> Excerpt to read:
Start
Class PrecompiledNormalizer
Normalizer that uses a precompiled trie and a byte blob to transform input text into a normalized form, typically for tokenization.
Implements
Inherited Members
Namespace: Unity.InferenceEngine.Tokenization.Normalizers
Assembly: Unity.InferenceEngine.Tokenization.dll
Syntax
public class PrecompiledNormalizer : INormalizer
Constructors
PrecompiledNormalizer(IReadOnlyList<ulong>, ReadOnlySpan<byte>)
Initializes a new instance of the PrecompiledNormalizer class.
Declaration
public PrecompiledNormalizer(IReadOnlyList<ulong> trieBlob, ReadOnlySpan<byte> normalizedBytes)
Parameters
| Type | Name | Description |
|---|---|---|
| IReadOnlyList<ulong> | trieBlob | Serialized representation of the double-array trie defining the normalization mappings. |
| ReadOnlySpan<byte> | normalizedBytes | Read-only span over a byte blob that contains UTF-8 encoded, null-terminated normalized strings referenced by the trie. |
Methods
Normalize(SubString)
Applies transformations to the input string before pre-tokenization.
Declaration
public SubString Normalize(SubString original)
Parameters
| Type | Name | Description |
|---|---|---|
| SubString | original |
Returns
| Type | Description |
|---|---|
| SubString | The resulting string. |
End
Polygon annotations for photos
Start
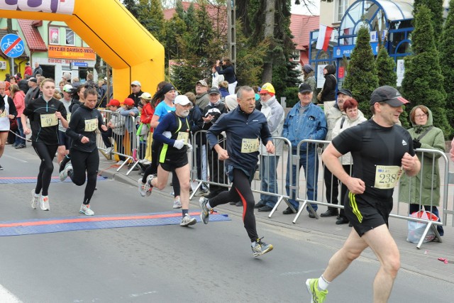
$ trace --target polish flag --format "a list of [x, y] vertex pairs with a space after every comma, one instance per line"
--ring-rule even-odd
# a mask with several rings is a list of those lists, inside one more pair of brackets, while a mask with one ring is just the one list
[[328, 45], [329, 40], [331, 38], [331, 33], [333, 33], [333, 28], [323, 26], [320, 24], [320, 29], [319, 30], [319, 39], [317, 40], [317, 45], [315, 48], [317, 50], [328, 50]]

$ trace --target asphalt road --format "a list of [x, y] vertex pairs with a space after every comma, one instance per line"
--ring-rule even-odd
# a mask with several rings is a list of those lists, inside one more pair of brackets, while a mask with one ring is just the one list
[[[0, 161], [0, 178], [33, 177], [30, 150]], [[54, 175], [57, 175], [57, 165]], [[84, 187], [52, 183], [50, 211], [30, 206], [33, 183], [0, 184], [0, 221], [84, 217]], [[92, 200], [96, 215], [172, 211], [167, 193], [139, 197], [135, 187], [100, 181]], [[198, 211], [195, 202], [191, 207]], [[258, 233], [275, 249], [254, 258], [241, 218], [178, 225], [94, 229], [0, 238], [0, 302], [309, 302], [304, 281], [320, 276], [343, 240], [259, 222]], [[378, 263], [370, 251], [329, 288], [328, 302], [372, 302]], [[452, 302], [453, 284], [401, 270], [390, 302]]]

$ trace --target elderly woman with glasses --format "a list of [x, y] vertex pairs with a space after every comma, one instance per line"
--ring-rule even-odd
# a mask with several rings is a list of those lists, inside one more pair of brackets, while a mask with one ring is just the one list
[[[413, 138], [414, 148], [424, 148], [445, 152], [445, 135], [443, 131], [433, 126], [432, 112], [423, 105], [415, 106], [410, 113], [413, 128], [409, 133]], [[421, 210], [432, 212], [438, 218], [440, 206], [440, 172], [438, 155], [418, 153], [421, 161], [421, 171], [412, 178], [404, 174], [400, 181], [399, 201], [410, 204], [410, 214]], [[435, 158], [434, 158], [435, 157]], [[441, 226], [437, 226], [440, 236], [443, 236]]]

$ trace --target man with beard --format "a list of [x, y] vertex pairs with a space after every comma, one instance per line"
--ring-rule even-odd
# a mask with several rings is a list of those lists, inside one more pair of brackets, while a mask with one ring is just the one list
[[164, 116], [155, 128], [153, 140], [162, 143], [162, 146], [159, 153], [157, 177], [153, 177], [150, 175], [147, 185], [162, 190], [167, 183], [169, 172], [175, 172], [180, 187], [182, 218], [179, 225], [189, 226], [197, 222], [189, 214], [190, 169], [187, 150], [192, 148], [192, 146], [187, 143], [190, 131], [187, 116], [192, 103], [184, 95], [177, 96], [175, 103], [175, 111]]

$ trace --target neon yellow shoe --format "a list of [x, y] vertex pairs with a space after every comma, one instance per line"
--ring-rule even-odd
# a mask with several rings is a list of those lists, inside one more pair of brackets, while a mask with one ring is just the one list
[[311, 302], [323, 303], [325, 302], [328, 290], [319, 290], [319, 279], [307, 279], [306, 287], [311, 294]]

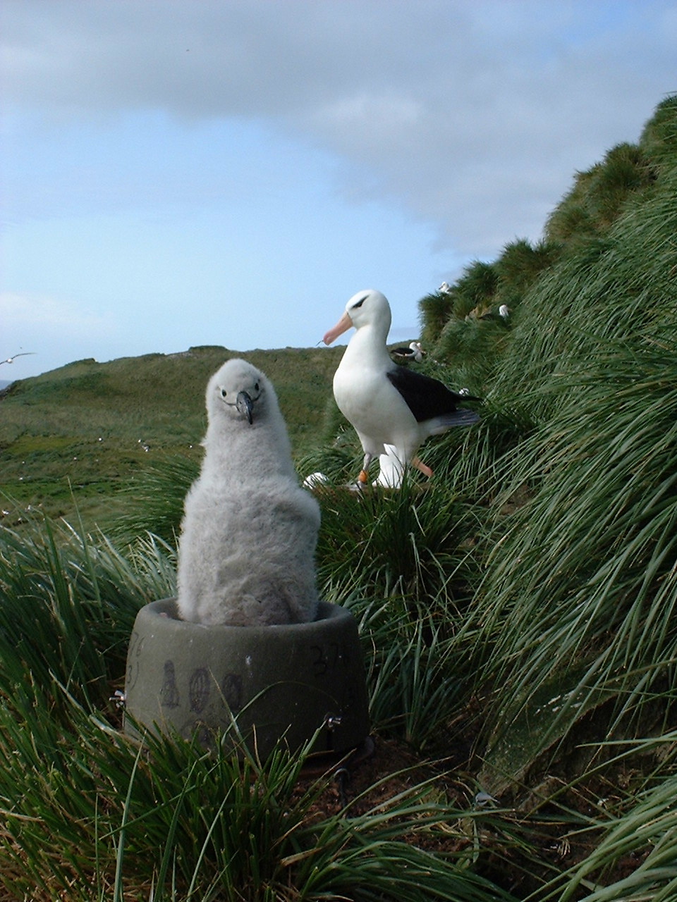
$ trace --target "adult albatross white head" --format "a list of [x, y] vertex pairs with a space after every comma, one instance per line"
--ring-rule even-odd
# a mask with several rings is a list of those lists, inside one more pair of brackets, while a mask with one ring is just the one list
End
> Requests:
1. In the PrecompiledNormalizer reference, what assembly contains the class?
2. Reproduce the PrecompiledNormalizer reference from "Initializes a new" up to and including "string before pre-tokenization.", changing "mappings" to "rules".

> In response:
1. Unity.InferenceEngine.Tokenization.dll

2.
Initializes a new instance of the PrecompiledNormalizer class.
Declaration
public PrecompiledNormalizer(IReadOnlyList<ulong> trieBlob, ReadOnlySpan<byte> normalizedBytes)
Parameters
| Type | Name | Description |
|---|---|---|
| IReadOnlyList<ulong> | trieBlob | Serialized representation of the double-array trie defining the normalization rules. |
| ReadOnlySpan<byte> | normalizedBytes | Read-only span over a byte blob that contains UTF-8 encoded, null-terminated normalized strings referenced by the trie. |
Methods
Normalize(SubString)
Applies transformations to the input string before pre-tokenization.